WHAT THE EXERCISE ASKS :: Which lines in the items below contain the string "post"? Return each of those lines in full, matching case exactly.
▬▬▬▬▬▬▬▬▬▬
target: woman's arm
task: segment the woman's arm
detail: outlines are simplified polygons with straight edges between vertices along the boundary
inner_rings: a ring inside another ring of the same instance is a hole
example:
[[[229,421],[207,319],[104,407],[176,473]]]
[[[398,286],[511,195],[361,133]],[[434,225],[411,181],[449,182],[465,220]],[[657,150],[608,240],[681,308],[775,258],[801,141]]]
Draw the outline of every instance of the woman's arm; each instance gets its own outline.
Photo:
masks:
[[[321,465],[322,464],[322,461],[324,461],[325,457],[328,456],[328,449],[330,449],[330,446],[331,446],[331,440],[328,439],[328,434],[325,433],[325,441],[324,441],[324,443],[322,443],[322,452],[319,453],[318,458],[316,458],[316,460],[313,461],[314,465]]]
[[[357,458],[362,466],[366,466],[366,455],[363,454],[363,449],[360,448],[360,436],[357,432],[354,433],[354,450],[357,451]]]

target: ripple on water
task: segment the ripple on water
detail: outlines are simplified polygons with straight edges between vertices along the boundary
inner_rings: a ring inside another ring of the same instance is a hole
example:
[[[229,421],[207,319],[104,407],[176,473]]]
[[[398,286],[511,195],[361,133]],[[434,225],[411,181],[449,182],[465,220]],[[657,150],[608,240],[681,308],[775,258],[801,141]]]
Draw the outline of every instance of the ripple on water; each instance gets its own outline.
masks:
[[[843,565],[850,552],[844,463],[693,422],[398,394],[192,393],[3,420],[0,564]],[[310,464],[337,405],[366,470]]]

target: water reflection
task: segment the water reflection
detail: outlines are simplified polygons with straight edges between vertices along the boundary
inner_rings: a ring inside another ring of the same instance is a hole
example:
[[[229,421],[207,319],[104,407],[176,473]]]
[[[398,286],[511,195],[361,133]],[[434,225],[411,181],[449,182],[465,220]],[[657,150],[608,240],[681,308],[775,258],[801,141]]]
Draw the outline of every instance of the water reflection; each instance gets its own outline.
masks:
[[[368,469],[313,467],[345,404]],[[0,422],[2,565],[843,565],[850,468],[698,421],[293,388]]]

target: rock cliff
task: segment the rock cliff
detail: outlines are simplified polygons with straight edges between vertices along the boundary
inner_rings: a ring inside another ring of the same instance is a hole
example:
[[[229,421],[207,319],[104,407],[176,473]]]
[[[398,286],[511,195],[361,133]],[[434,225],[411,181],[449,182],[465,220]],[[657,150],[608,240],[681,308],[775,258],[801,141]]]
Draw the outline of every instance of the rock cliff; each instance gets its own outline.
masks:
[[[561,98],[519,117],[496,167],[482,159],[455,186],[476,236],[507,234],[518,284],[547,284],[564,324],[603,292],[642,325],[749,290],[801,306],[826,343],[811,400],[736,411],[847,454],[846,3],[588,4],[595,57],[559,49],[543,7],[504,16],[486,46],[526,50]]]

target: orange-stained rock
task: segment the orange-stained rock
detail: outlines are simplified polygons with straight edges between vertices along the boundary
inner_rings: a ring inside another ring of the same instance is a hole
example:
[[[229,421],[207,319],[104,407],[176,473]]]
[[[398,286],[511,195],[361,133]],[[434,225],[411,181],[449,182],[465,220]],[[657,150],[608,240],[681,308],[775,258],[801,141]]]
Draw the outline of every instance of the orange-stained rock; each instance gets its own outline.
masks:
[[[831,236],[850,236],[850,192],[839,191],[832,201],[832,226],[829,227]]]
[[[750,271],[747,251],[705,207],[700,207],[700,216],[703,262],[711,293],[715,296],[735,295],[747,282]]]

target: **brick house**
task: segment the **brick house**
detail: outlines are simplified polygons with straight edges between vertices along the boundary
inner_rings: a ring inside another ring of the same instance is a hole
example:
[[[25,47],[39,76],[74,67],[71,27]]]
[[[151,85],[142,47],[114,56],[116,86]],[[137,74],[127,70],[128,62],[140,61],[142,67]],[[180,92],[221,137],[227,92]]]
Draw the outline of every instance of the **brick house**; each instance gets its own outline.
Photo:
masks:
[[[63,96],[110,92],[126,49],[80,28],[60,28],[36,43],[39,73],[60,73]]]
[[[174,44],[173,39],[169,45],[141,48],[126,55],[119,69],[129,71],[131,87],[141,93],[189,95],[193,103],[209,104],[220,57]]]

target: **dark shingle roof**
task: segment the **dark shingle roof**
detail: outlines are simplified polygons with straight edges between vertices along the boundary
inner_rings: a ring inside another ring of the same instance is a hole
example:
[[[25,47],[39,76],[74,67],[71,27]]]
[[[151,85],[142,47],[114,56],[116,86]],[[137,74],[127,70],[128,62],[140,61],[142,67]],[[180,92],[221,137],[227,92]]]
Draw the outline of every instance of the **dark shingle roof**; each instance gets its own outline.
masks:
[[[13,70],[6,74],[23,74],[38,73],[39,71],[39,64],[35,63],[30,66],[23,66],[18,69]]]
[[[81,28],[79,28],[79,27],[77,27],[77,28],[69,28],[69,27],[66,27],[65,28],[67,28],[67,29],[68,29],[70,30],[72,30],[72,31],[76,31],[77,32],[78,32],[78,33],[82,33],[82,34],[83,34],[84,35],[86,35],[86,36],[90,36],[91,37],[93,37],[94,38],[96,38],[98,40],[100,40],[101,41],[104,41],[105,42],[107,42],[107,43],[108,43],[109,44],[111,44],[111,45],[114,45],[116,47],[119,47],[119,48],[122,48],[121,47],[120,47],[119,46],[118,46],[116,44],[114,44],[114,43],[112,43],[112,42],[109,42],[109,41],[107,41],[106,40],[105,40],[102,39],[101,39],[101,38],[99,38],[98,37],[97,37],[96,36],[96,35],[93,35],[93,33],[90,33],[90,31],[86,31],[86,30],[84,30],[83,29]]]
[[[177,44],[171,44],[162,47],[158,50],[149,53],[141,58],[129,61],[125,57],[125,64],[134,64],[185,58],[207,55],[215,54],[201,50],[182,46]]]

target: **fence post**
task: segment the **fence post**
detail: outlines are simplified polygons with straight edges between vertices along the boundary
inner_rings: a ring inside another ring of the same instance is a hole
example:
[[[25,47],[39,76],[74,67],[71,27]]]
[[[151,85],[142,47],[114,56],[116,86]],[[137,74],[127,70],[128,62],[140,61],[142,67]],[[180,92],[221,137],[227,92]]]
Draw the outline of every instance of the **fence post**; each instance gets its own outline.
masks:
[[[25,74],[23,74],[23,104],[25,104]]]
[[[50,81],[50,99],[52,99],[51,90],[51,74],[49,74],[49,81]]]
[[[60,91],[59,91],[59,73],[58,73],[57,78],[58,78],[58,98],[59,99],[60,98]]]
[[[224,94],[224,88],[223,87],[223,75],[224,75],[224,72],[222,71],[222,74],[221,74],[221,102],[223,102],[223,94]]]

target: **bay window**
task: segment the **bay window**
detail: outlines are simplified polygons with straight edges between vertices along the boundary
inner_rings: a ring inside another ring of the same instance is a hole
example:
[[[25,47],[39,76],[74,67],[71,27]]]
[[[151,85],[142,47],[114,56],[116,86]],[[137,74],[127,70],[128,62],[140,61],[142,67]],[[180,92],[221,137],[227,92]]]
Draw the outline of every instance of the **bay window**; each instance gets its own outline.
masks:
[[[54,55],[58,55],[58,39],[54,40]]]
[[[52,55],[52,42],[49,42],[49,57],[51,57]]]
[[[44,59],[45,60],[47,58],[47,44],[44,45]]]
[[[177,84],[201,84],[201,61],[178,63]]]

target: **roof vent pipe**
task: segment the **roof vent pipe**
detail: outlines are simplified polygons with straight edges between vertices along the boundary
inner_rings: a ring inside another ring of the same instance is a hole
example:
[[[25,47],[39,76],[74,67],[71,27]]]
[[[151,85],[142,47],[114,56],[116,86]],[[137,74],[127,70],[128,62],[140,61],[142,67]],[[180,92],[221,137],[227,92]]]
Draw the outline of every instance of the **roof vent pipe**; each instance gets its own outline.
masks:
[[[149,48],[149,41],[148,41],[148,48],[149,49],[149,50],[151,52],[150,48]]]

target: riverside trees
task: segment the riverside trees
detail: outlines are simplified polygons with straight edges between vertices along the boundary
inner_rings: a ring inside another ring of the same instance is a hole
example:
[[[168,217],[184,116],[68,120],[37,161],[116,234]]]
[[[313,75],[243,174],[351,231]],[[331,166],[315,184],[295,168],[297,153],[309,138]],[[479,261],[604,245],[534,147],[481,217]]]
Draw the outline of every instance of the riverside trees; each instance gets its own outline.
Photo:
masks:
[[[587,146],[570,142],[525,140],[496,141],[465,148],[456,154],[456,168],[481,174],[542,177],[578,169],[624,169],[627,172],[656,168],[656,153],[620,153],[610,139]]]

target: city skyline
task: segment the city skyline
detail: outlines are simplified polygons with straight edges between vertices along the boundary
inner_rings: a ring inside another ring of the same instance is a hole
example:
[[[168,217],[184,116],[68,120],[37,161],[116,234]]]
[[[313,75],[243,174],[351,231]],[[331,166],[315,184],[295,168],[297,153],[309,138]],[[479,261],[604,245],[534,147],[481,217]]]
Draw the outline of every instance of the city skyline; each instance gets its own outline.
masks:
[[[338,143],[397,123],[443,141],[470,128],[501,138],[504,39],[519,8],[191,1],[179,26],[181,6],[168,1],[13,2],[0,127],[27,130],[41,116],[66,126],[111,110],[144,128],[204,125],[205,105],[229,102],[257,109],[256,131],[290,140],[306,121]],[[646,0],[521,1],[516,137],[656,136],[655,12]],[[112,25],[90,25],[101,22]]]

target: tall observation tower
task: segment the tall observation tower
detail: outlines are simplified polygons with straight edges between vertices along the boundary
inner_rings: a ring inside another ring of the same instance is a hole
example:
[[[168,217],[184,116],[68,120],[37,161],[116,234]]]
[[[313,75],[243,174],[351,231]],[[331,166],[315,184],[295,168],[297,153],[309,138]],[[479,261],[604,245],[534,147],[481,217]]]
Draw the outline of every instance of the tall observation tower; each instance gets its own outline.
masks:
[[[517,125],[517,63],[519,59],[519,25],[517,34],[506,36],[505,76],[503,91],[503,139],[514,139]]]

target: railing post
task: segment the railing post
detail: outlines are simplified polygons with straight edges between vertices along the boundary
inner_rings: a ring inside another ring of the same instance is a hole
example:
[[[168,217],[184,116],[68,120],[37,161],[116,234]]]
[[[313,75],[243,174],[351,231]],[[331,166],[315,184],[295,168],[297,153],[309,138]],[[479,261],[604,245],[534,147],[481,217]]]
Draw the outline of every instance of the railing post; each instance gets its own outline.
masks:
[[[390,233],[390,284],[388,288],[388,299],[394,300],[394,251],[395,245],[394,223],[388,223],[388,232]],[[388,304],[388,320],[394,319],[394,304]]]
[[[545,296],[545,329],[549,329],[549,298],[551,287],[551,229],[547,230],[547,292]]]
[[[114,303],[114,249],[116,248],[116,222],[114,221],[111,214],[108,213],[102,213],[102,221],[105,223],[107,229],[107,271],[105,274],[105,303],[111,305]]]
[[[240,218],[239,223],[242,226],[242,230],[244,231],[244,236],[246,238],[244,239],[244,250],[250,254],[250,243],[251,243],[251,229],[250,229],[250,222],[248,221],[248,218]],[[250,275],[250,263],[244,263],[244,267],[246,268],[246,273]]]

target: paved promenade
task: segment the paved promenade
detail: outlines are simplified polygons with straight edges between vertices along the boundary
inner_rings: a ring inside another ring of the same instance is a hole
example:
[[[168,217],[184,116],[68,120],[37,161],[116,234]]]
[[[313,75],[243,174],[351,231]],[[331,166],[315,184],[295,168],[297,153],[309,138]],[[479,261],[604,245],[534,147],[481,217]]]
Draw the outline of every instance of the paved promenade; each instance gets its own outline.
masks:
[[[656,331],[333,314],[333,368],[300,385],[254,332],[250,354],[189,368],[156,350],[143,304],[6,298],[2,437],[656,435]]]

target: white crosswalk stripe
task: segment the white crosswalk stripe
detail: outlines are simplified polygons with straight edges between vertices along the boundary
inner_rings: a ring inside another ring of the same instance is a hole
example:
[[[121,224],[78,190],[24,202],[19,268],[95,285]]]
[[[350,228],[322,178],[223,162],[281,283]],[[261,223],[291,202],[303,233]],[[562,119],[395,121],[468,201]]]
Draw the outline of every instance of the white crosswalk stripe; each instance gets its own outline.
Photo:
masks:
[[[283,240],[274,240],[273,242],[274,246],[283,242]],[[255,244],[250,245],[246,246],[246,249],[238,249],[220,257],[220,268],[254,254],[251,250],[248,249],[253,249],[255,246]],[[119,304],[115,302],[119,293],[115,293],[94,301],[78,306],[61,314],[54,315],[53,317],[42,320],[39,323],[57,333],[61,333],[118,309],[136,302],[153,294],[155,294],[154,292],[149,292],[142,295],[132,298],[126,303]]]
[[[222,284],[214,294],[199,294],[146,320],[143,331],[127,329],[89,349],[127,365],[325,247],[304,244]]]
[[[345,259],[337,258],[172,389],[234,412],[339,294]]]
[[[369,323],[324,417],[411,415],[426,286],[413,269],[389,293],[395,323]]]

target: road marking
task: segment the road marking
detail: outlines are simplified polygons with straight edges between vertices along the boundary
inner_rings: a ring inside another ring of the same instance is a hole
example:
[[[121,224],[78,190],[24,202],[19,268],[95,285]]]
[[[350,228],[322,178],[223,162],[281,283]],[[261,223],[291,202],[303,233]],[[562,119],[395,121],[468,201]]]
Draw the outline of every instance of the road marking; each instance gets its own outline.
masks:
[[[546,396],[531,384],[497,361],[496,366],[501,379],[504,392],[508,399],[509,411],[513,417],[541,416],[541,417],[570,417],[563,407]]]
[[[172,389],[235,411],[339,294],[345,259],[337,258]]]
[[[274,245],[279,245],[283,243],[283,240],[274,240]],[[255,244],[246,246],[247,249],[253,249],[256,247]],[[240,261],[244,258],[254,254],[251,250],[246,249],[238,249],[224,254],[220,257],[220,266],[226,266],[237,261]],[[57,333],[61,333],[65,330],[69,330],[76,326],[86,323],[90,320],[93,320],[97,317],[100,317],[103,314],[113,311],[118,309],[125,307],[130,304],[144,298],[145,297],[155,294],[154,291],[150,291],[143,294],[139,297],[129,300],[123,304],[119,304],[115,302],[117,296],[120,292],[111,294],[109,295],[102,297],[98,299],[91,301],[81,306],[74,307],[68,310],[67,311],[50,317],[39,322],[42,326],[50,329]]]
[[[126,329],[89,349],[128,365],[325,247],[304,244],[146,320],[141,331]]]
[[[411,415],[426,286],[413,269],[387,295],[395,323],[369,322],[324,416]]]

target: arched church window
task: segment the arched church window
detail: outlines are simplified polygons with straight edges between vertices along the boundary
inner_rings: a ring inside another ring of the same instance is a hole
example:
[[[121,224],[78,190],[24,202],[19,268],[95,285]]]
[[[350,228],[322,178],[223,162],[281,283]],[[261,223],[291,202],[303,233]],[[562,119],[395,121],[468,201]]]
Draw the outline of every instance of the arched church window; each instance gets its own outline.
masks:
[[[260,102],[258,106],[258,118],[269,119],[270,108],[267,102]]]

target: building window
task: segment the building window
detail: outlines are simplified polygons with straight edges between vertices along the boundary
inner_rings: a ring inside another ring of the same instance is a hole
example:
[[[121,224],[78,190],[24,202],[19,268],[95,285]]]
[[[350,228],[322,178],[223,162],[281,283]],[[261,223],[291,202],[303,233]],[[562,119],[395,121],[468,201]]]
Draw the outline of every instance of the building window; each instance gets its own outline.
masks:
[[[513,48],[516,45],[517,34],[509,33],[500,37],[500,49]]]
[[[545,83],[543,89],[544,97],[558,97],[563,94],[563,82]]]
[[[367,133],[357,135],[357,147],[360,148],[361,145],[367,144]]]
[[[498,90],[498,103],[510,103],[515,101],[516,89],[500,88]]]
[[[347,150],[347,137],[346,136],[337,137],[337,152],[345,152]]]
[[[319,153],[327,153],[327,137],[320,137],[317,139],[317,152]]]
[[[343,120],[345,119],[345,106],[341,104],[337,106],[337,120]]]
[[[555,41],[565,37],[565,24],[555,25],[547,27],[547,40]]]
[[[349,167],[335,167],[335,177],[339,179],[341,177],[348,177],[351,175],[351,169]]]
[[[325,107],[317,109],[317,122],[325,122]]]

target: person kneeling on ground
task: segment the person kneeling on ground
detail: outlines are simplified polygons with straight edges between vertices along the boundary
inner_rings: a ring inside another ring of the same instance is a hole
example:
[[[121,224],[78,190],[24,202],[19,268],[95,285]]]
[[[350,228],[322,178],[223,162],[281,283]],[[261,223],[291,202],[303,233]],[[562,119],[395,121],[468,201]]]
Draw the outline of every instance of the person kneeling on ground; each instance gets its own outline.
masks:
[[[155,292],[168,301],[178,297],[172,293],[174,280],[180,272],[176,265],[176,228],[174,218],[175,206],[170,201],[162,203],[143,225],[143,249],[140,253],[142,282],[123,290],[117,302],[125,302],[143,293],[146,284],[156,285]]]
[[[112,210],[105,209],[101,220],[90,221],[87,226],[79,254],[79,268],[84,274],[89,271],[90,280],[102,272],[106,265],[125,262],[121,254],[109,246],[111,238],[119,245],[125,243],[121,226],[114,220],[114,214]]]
▬▬▬▬▬▬▬▬▬▬
CORRECT RESULT ::
target: **fence post**
task: segment the **fence post**
Draw the outline of every instance of the **fence post**; each instance gets its own outline.
target: railing post
task: segment the railing post
Draw the outline of every instance of the railing post; each instance gets its own outline.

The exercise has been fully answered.